Aim of the exercise:
An exact copy of all the lines below is required, with every image left out.

[Stored items from a collection]
___
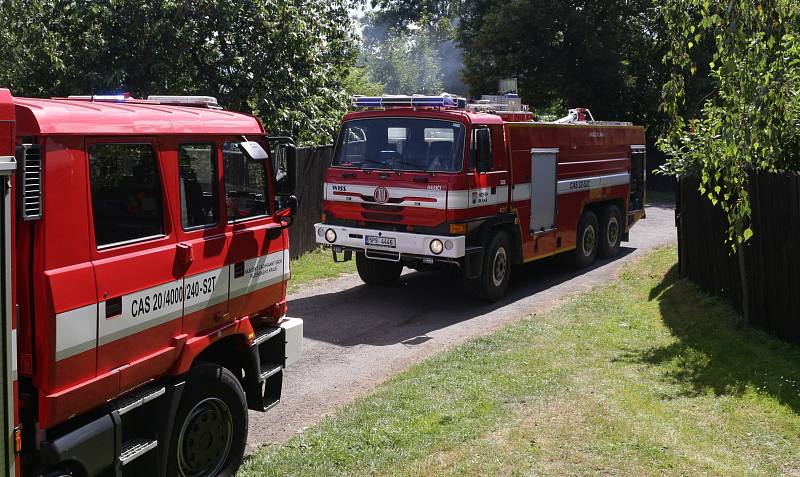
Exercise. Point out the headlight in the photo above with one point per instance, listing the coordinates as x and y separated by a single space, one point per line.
436 246
330 235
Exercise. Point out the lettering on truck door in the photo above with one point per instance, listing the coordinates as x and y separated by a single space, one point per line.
201 236
258 256
135 259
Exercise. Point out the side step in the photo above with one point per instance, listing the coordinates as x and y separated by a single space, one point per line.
138 398
136 448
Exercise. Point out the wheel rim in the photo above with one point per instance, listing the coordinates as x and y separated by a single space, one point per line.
612 232
205 439
500 266
589 240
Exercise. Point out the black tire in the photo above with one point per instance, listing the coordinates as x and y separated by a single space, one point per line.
210 425
492 284
611 228
586 240
378 272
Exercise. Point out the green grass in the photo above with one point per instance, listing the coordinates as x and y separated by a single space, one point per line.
644 376
316 265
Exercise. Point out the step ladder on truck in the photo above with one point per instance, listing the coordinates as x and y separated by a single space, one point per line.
144 267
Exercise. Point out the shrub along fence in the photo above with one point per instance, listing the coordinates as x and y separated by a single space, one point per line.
312 162
764 283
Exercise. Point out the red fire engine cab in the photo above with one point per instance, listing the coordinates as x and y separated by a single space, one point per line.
144 259
430 182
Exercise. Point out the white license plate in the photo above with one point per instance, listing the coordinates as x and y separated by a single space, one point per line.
388 242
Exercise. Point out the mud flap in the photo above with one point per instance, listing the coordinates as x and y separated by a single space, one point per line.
473 263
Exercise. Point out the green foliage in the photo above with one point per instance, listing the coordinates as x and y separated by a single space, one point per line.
751 120
286 62
358 82
603 54
403 60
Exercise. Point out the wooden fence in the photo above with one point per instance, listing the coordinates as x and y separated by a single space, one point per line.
312 162
771 259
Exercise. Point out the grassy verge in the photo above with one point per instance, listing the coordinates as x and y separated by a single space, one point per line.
644 376
660 197
316 265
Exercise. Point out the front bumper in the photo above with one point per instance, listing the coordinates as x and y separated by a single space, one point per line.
405 243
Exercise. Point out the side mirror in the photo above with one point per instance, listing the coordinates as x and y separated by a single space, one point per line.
288 206
284 166
253 150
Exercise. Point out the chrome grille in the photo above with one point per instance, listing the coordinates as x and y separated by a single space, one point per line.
29 157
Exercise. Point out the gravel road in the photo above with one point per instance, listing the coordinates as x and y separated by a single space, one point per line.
357 336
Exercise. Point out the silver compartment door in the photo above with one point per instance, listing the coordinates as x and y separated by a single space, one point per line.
544 164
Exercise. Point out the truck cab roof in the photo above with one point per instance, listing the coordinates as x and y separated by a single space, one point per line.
458 115
80 117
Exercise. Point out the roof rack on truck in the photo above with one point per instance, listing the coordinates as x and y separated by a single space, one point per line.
409 101
171 100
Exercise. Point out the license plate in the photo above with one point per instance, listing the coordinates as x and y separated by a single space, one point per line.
388 242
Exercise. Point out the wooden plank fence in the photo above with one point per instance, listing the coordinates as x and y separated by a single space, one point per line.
312 162
771 258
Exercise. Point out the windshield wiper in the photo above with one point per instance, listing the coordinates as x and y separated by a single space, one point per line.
373 161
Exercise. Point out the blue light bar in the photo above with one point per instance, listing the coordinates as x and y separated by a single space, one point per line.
416 101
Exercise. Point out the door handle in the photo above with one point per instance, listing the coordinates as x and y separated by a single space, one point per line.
185 254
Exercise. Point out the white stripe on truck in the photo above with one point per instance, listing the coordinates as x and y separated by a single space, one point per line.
466 199
85 328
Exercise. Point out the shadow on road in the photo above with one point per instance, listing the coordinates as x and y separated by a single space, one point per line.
418 304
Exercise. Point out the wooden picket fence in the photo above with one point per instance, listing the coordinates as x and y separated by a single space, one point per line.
312 162
771 259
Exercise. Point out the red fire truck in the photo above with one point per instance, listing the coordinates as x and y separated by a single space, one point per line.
144 265
431 182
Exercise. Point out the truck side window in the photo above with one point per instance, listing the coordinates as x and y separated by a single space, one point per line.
126 193
481 150
245 184
198 184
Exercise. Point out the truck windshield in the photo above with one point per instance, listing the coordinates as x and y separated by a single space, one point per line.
401 144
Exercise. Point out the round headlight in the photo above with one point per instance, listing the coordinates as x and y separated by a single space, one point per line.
436 246
330 235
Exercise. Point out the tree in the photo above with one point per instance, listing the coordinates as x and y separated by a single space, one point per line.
750 121
404 61
437 20
602 54
286 62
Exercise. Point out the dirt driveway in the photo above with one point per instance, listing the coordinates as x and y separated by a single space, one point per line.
357 336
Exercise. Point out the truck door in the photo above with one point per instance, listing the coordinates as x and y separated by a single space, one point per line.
489 181
258 254
201 238
135 259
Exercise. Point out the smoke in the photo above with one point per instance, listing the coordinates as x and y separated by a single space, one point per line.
411 59
452 67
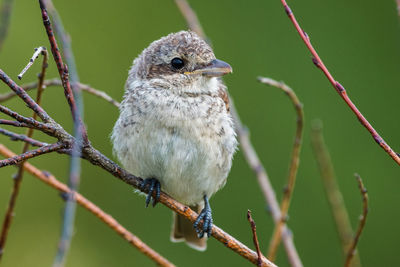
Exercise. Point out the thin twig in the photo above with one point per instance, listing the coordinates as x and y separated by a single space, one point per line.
38 51
255 239
190 17
19 176
21 137
31 154
25 121
85 203
63 72
338 87
5 13
98 159
250 154
57 82
332 191
294 165
79 133
363 219
24 96
398 7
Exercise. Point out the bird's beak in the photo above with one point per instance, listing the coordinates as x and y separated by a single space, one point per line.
216 68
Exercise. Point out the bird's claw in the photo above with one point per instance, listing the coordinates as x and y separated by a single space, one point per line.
154 185
206 215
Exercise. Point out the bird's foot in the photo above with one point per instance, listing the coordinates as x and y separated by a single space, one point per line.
206 215
154 185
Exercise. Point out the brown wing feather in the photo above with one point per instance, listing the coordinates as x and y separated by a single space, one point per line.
224 95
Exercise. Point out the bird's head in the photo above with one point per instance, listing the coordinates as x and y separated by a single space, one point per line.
180 61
___
Final answer:
Exercise. Point out the headlight in the photo above with one point per instance, listing the coordinates as x and y separated by a single space, one point per line.
436 246
330 235
Exercise. Point out the lettering on truck door in the photo above with one point per instance, listing the coordinates as x and y separated by a single space, one point per line.
201 236
258 256
135 259
Exercise. Point out the side step in the photo above with one point per instance, listing the coordinates as x and y separated by a single space, one point per line.
138 398
136 448
Exercise. Point out the wheel rim in the photo above with one point per instance, listing the coordinates as x and y separated by a single space, one point per line.
612 232
205 439
500 266
589 240
Exercise. Point out the black tire in the photo above with one point per instance, listing the coordinates as x and y separated by a single space, one point per line.
210 425
492 284
611 228
586 240
378 272
Exercise. Point out the green grass in the photo above with one point per instance, listing the coordinates as x and y separated by a single space, one point per line.
644 376
316 265
Exercise. Point out the step ladder on truck in the photo above with one point per instance, listing the coordinates as x and y separated by a single space, one point per line.
144 267
Exercise. Point out the shrub along fence in the photo above with one point per instance, listing the coordinates as x and y separated by a single space, one point per line.
312 162
764 283
Exercise. Point out the red fire engine cab in the photo above with one point per instance, listing the coordinates as x and y separated by a single space, one point per line.
144 259
430 182
Exercise. Point out the white license plate in the photo above with one point per instance, listing the coordinates as x and y separated by a single space, one point per line.
388 242
Exercise. Point out the mud flap in the photo above with one point per instance, listing the coordinates as x and y separated by a single space, one point per line.
473 263
Exercise. Point out the green foliage in the photo above with one point per instance, listing the coordinates as x and y separated by a single space, one point per line.
751 120
286 62
358 82
603 54
403 60
Exercise. Point out the wooden fence in the photo above with one point per instance, listing the coordinates as x and y separated by a single space, one point per line.
312 162
771 259
Exercise. Point out the grassy verge in the photo above with one point per instance, listing the coordinates as x and y separated by a single space, one point per line.
644 376
660 197
316 265
Exercise. Point out the front bumper in the photo above with one point per instance, listing the coordinates as x and y separated by a single space, one point per line.
405 243
Exercise. Point out the side mirror in the photo above with one point per instance, listing the coordinates as x and y separated by a single space, one point per line.
288 206
284 166
253 150
Exercise. Point out the chrome grille in the photo above with one point per instance, listing the coordinates as x and y separated by a single space, one point per line.
29 157
Exercise. Point out the gravel road in the photo above with one point per instance, listing the coordinates as x and y separated by a single space, one point per line.
357 336
Exercise. Point out the silver compartment door in the photo above with one point per instance, listing the coordinates as x and y separated by a single space, one point per line.
544 164
Exercise. Point out the truck cab roof in the photo above with one point per instance, listing the coordinates as x and y separated by a single space, one point per line.
458 115
80 117
Exercise. Point out the roof rack on truck in the photo above with one point per instance, listing the coordinates as x and y separated by a single space, one point per line.
409 101
171 100
Exercise. Point out the license plate in the photo above with one point per instance, listing the coordinates as x and y separated by a single space, one point per line.
388 242
Exercise. Point out the wooden plank fence in the photo above with one point per instance, listing the coordinates as x and y separated by a single space, one point per line.
312 162
771 258
Exercise. Point out the windshield wiper in the photo above with one point per instance, listing the coordinates as x and y separated by a single space, one point per line.
373 161
Exercise. Point out the blue light bar in the photo above with one point per instance, listing the coordinates as x and y separated by a single space, one point per line.
416 101
Exercise. Point out the door handle in the photo above with one point per instance, listing the coordinates as x and y separated by a single space, one point per line.
185 254
Exercise. Point out the white stripe on truck in the photo above with one point per instance, listing the coordinates as x and y separated by a single space, one point per line.
466 199
85 328
Exercise. Point out the shadow on road in the photo above with one point per instance, listing the coordinates as x and y separated by a single space, one point per line.
418 304
Exercise. Point out the wooden picket fence in the photo above with one point per instance, listing the coordinates as x and y separated by a single space, one point per line.
312 162
771 259
Exercise. Point out the red fire truck in the photo above with one point per instance, listing the coordinates as x and y separated by a single space, one point per line.
144 265
431 182
Exercise. Point out the truck side window in the photo above with one point per instance, listing the coordinates as x and y separated by a single space, one point per line.
126 193
481 150
245 184
198 184
Exercise. Point out the truck windshield in the photo above with one point per instance, listing the coordinates as x and y separated by a single space, one point per line.
401 144
Exercise. Point out the round headlight in the photo above with one point per instance, listing the coordinates as x and y separated by a single space, one point per line.
436 246
330 235
Exercise. Point out the tree in the photo above with one point per instance, listing the coordinates as x and y separated by a single space, one point per line.
750 121
404 61
437 20
602 54
286 62
Exercise. Point out the dirt driveway in the photo above with one point per instance, listing the coordinates as x and y separated by a single space, one point per line.
357 336
Exercise. Point out the truck door in the photo above with one point per instance, listing the coordinates as x and y separated by a single space, one point per line.
489 181
258 254
201 238
135 259
Exercise. Point out the smoke in the photo above with one point per instance, listing the coordinates as x and y separated by a single space, one point per line.
411 59
452 67
Exercise. Point out the thin twig in the photo above with one point per instance, listing the coordinates as x and y separated by a single space, one point per line.
38 51
255 239
190 17
19 176
21 137
31 154
25 121
85 203
63 72
338 87
5 13
98 159
250 154
57 82
332 191
294 165
79 133
363 219
24 96
398 7
Exercise. Point out the bird's beak in the photo above with one point per instance, listing the coordinates as x and y separated by a single space, one point per line.
216 68
Exercise. Point out the bird's claw in the photo above with one point per instance, listing the coordinates as x and y separated by a single space, one point per line.
154 185
206 215
Exercise. Point out the bird's foot in the photo above with one point per instance, listing the coordinates as x and y separated by a single space, one point per line.
206 215
154 185
Exercise. Point out the brown wing feather in the photo above with one point per instance, listing the coordinates as x and y separated by a single space, one point per line.
224 95
Exercise. Point out the bird's head in the photo above with one point per instance, listing the coordinates as x and y separated by a single space, one point per line.
180 61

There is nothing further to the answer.